** WRITTEN TASKS **
1. Decide whether each statement agrees with the travel post: (a) the route to Sydney went through Dubai; (b) the wait to board at Gatwick lasted two hours; (c) the plane was a Boeing 777. Answer yes or no for each and quote the deciding words.
2. In one to three sentences, explain why the narrator of the travel post closed their eyes during the drill of lifebelts and seat belts.
3. Reproduce everything in the travel post from "Heading down to" down to "about to happen.".

** SELECTED PASSAGE **
The Life And Times.

Tuesday, 13 August 2013

It's alright for Oz snippet due out end of August !



Heading down to Gatwick Airport one sunny Tuesday afternoon in the middle of May was definitely not on my busy agenda six months before, come to think of it three months before, but my wish to see the “Land of plenty” kept pushing me until I decided the call needed to be answered. In that 3 short months I had planned out and scheduled my foray over to Sydney Australia (Manly to be precise) and set my course for the adventure of a lifetime. But first (and if you are me this is a BIG first) I had to fly over there via Dubai and then on to Kingsford Smith International. That may be a fun filled time for the majority of the population but for me with my intense dislike of heights it was a huge call, add that to my mechanical knowledge about anything from hydraulics to gas cookers and you see why every noise creak or groan from my aircraft was an imminent disaster about to happen.
Despite this minor issue, I sat in Departures drinking my coffee on the second tier of Gatwick’s many restaurants feeling up for the adventure. It was just bravado, but I was intent on going and if that was the case I had to fly. I waited the three long hours to board and duly walked the “gangplank” to the plane, it was far bigger than any plane I had been on before, to those of you who rely on such information to make your life complete it was a Boeing 777 and it had two wings, that was very comforting for me I can assure you. I sat in my seat opposite a young Indian woman who was part of a family of four, I must have looked very threatening because within seconds of them realising she would be sat next to me they dumped their young lad in that seat and moved across one, he must have been all of seven years old, I could almost hear their thought’s and I chuckled to myself, if I was unsafe for her to sit by why would the kid be any better off?  Anyway, we went through the drill of lifebelts and seat belts at which point I closed my eyes as I didn’t want to be reminded of crashing into the sea or falling out of the sky but thankfully we were soon taxiing down the runway and within a matter of seconds all the throttles let loose and we were airborne.

** COLLECTED MATERIAL **
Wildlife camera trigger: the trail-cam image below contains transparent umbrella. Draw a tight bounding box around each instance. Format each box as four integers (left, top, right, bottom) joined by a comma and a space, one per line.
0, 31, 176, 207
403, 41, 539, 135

** SOLUTIONS BELOW **
1.
(a) Yes: "I had to fly over there via Dubai and then on to Kingsford Smith International."
(b) No: "I waited the three long hours to board"
(c) Yes: "it was a Boeing 777"

2. The narrator closed their eyes during the drill because they did not want to be reminded of crashing into the sea or falling out of the sky.

3.
Heading down to Gatwick Airport one sunny Tuesday afternoon in the middle of May was definitely not on my busy agenda six months before, come to think of it three months before, but my wish to see the “Land of plenty” kept pushing me until I decided the call needed to be answered. In that 3 short months I had planned out and scheduled my foray over to Sydney Australia (Manly to be precise) and set my course for the adventure of a lifetime. But first (and if you are me this is a BIG first) I had to fly over there via Dubai and then on to Kingsford Smith International. That may be a fun filled time for the majority of the population but for me with my intense dislike of heights it was a huge call, add that to my mechanical knowledge about anything from hydraulics to gas cookers and you see why every noise creak or groan from my aircraft was an imminent disaster about to happen.